* **TASK GOAL**: Turn every line in all of the items below into a JSON list of strings, one string per line. Leave out any blank lines.

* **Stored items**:
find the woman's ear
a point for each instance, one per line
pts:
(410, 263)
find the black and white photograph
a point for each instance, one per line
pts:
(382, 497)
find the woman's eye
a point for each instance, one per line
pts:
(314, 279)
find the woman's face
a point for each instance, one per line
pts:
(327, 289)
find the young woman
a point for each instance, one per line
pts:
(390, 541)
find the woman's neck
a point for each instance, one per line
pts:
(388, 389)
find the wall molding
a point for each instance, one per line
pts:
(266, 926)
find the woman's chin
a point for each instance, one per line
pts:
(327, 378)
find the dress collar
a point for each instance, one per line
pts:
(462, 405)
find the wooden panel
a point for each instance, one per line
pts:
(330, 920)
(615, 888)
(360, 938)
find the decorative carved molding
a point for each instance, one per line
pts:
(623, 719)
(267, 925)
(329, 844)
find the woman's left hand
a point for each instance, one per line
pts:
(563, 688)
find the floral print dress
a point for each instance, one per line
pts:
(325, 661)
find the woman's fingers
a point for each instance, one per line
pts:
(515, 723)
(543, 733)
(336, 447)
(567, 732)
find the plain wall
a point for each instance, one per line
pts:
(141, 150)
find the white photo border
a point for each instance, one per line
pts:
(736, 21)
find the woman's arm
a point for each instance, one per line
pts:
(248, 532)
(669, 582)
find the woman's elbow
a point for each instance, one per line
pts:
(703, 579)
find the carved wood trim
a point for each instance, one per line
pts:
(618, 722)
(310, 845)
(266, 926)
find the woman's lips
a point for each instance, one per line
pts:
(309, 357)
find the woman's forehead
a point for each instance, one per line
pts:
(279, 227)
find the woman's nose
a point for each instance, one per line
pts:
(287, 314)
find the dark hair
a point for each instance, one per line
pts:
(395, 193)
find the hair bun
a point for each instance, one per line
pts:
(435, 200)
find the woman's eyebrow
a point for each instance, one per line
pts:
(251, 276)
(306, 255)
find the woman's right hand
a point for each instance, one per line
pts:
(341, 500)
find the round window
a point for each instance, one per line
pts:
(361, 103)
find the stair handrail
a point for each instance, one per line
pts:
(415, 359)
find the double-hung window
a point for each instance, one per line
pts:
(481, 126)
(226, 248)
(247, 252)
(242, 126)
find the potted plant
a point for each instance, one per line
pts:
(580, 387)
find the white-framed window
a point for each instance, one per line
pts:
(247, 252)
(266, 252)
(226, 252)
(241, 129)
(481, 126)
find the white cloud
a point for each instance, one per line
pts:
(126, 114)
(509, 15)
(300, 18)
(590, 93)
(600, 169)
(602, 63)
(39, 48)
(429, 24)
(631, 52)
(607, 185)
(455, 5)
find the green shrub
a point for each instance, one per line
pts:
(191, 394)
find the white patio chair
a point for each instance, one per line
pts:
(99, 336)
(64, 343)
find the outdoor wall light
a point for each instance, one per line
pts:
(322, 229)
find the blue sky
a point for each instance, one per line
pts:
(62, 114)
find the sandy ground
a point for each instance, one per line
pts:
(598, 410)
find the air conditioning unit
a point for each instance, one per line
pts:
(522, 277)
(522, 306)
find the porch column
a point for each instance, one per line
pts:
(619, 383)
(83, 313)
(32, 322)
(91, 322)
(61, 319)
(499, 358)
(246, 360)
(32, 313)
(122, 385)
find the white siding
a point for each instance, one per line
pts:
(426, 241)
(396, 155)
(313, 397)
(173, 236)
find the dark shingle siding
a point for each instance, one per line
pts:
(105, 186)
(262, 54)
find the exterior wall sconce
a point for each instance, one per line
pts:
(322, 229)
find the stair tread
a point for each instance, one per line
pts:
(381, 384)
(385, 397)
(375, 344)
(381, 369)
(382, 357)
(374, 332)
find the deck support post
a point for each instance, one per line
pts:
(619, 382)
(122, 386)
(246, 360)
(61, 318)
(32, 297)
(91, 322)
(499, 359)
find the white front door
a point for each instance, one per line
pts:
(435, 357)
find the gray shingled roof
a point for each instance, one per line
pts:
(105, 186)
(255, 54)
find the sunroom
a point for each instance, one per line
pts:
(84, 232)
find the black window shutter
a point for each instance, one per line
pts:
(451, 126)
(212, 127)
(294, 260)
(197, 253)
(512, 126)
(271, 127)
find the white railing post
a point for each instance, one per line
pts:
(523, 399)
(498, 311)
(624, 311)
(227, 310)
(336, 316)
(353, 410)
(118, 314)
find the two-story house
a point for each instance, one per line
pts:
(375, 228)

* **RESPONSE TO THE EXERCISE**:
[
  "find the woman's ear",
  "a point for each instance, one per line",
  "pts:",
  "(410, 263)",
  "find the black and white photograph",
  "a point for each instance, one per line",
  "pts:",
  "(382, 497)",
  "find the woman's eye",
  "a point for each instance, one per line",
  "pts:",
  "(314, 279)",
  "find the woman's face",
  "a point for each instance, one per line",
  "pts:",
  "(327, 289)",
  "find the young woman",
  "a point for each instance, one per line",
  "pts:",
  "(390, 541)",
  "find the woman's neck",
  "a point for each instance, one per line",
  "pts:",
  "(388, 389)",
  "find the wall molding",
  "a point for each instance, one per line",
  "pts:",
  "(266, 926)",
  "find the woman's chin",
  "a point for each instance, one per line",
  "pts:",
  "(327, 378)",
  "find the dress collar",
  "a point for each instance, one per line",
  "pts:",
  "(462, 405)",
  "find the wooden panel",
  "a point for each instance, one per line",
  "pts:",
  "(330, 920)",
  "(615, 888)",
  "(360, 938)",
  "find the decorative carved molding",
  "a point for each instance, one per line",
  "pts:",
  "(623, 719)",
  "(267, 925)",
  "(329, 844)",
  "find the woman's left hand",
  "a point for each instance, one per line",
  "pts:",
  "(563, 688)",
  "find the floral print dress",
  "a point for each instance, one per line",
  "pts:",
  "(325, 661)",
  "find the woman's fingers",
  "a point for each instance, one per line",
  "pts:",
  "(515, 723)",
  "(543, 733)",
  "(336, 447)",
  "(567, 732)",
  "find the plain wall",
  "a point for each instance, one per line",
  "pts:",
  "(141, 150)",
  "find the white photo border",
  "a point for each instance, one per line",
  "pts:",
  "(736, 21)",
  "find the woman's arm",
  "a point for each instance, one per line",
  "pts:",
  "(248, 532)",
  "(669, 582)",
  "find the woman's elbow",
  "a point for each instance, one per line",
  "pts:",
  "(703, 579)",
  "find the carved wood trim",
  "a point for each instance, one per line",
  "pts:",
  "(618, 722)",
  "(310, 845)",
  "(266, 926)",
  "find the woman's lips",
  "a point for each instance, one per line",
  "pts:",
  "(309, 357)",
  "find the woman's forehead",
  "a point for each instance, one per line",
  "pts:",
  "(279, 227)",
  "find the woman's nose",
  "a point for each instance, one per line",
  "pts:",
  "(287, 314)",
  "find the dark hair",
  "a point for each instance, one per line",
  "pts:",
  "(395, 193)",
  "find the hair bun",
  "a point for each instance, one per line",
  "pts:",
  "(435, 200)",
  "find the woman's eyebrow",
  "a point for each instance, one per line",
  "pts:",
  "(251, 276)",
  "(306, 255)",
  "find the woman's right hand",
  "a point for each instance, one per line",
  "pts:",
  "(341, 500)",
  "find the round window",
  "a point for each instance, one per line",
  "pts:",
  "(361, 103)",
  "find the stair handrail",
  "a point for each instance, one per line",
  "pts:",
  "(415, 359)",
  "find the double-hung window",
  "a point for each instance, one per line",
  "pts:",
  "(481, 126)",
  "(226, 248)",
  "(247, 252)",
  "(242, 126)",
  "find the potted plant",
  "a point for each instance, one per line",
  "pts:",
  "(580, 387)",
  "find the white-framed window",
  "a point for each instance, one per line",
  "pts:",
  "(247, 252)",
  "(266, 252)",
  "(226, 252)",
  "(241, 129)",
  "(481, 126)",
  "find the white cloud",
  "a point for each instance, one per line",
  "pts:",
  "(126, 114)",
  "(509, 15)",
  "(300, 18)",
  "(590, 93)",
  "(600, 169)",
  "(602, 63)",
  "(39, 48)",
  "(429, 24)",
  "(631, 52)",
  "(607, 185)",
  "(455, 5)",
  "find the green shrub",
  "a point for each instance, one per line",
  "pts:",
  "(191, 394)",
  "find the white patio chair",
  "a point for each instance, one per line",
  "pts:",
  "(99, 336)",
  "(64, 343)",
  "find the outdoor wall light",
  "a point for each instance, one per line",
  "pts:",
  "(322, 229)",
  "find the blue sky",
  "a point for each instance, one per line",
  "pts:",
  "(62, 114)",
  "find the sandy ground",
  "a point for each instance, one per line",
  "pts:",
  "(598, 410)",
  "find the air conditioning unit",
  "a point for each instance, one per line",
  "pts:",
  "(522, 277)",
  "(522, 306)",
  "find the porch column",
  "a point for each instance, one per line",
  "pts:",
  "(619, 383)",
  "(83, 313)",
  "(32, 322)",
  "(91, 322)",
  "(61, 319)",
  "(499, 358)",
  "(246, 360)",
  "(32, 313)",
  "(122, 385)",
  "find the white siding",
  "a point for each instance, one per line",
  "pts:",
  "(426, 241)",
  "(396, 155)",
  "(313, 397)",
  "(173, 236)",
  "find the dark shingle siding",
  "a point for each instance, one per line",
  "pts:",
  "(105, 186)",
  "(262, 54)",
  "find the exterior wall sconce",
  "a point for each instance, one per line",
  "pts:",
  "(322, 229)",
  "find the stair tread",
  "a point for each instance, one per line",
  "pts:",
  "(381, 384)",
  "(385, 397)",
  "(375, 344)",
  "(381, 369)",
  "(382, 357)",
  "(374, 332)",
  "find the deck support post",
  "a point for each instance, one per line",
  "pts:",
  "(619, 382)",
  "(122, 386)",
  "(246, 360)",
  "(61, 318)",
  "(32, 297)",
  "(91, 322)",
  "(499, 359)",
  "find the white front door",
  "a point for each instance, one per line",
  "pts:",
  "(435, 357)",
  "find the gray shingled roof",
  "a point for each instance, one per line",
  "pts:",
  "(105, 186)",
  "(255, 54)",
  "find the sunroom",
  "a point for each instance, one per line",
  "pts:",
  "(84, 232)",
  "find the black window shutter",
  "a point for each instance, one per line",
  "pts:",
  "(451, 126)",
  "(212, 127)",
  "(294, 260)",
  "(197, 253)",
  "(512, 126)",
  "(271, 127)",
  "find the white railing post",
  "a point for each instance, one per line",
  "pts:",
  "(523, 399)",
  "(498, 311)",
  "(624, 311)",
  "(227, 310)",
  "(336, 316)",
  "(353, 410)",
  "(118, 314)",
  "find the two-story house",
  "a point for each instance, one per line",
  "pts:",
  "(375, 228)"
]